[Items listed in a dataset]
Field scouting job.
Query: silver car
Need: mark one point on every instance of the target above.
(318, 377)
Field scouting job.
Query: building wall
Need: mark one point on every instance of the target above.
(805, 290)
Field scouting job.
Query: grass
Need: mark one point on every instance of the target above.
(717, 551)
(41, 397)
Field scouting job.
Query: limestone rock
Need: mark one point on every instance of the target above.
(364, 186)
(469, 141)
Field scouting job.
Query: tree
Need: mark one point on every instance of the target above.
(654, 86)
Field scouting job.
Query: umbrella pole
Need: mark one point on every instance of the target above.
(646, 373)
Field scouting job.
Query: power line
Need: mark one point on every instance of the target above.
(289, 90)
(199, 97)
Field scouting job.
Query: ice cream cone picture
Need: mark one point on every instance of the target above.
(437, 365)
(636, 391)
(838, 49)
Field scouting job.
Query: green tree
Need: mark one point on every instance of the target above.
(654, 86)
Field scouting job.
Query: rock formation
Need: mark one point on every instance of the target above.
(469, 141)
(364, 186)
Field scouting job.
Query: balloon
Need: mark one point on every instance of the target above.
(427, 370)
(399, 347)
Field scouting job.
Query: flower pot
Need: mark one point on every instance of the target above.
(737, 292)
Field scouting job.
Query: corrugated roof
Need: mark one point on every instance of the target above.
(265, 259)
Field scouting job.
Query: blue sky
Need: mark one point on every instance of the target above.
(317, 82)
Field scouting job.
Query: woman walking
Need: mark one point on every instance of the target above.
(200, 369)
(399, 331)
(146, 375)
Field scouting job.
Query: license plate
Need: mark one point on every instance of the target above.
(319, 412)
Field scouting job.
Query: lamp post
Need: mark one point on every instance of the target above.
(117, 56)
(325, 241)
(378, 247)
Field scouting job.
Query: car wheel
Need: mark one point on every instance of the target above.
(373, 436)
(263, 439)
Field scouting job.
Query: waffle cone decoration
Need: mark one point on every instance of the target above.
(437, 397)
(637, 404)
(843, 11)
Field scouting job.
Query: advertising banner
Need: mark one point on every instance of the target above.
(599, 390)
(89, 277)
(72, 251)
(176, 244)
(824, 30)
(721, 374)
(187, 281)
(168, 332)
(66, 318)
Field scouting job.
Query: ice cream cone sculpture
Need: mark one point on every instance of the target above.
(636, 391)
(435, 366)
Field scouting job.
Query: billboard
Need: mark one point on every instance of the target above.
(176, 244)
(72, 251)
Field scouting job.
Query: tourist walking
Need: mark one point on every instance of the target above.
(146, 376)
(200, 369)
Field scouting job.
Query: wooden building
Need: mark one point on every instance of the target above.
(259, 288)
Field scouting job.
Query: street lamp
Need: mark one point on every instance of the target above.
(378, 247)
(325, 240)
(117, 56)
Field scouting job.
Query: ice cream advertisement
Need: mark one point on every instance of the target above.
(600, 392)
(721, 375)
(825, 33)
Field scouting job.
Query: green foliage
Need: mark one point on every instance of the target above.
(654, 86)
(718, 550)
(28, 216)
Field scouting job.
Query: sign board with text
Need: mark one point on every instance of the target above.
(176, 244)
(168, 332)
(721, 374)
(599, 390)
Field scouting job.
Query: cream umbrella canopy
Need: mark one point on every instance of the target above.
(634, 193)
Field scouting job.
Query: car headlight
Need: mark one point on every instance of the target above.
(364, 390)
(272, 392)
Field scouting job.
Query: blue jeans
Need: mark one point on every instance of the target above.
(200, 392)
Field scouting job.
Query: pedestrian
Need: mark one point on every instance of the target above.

- _WORK REQUEST_
Go through the entries and copy every line that has "cream".

- _REPLY TO THE EXERCISE_
Query: ice cream cone picture
Query: ice cream cone sculpture
Query: ice cream advertisement
Query: cream umbrella canopy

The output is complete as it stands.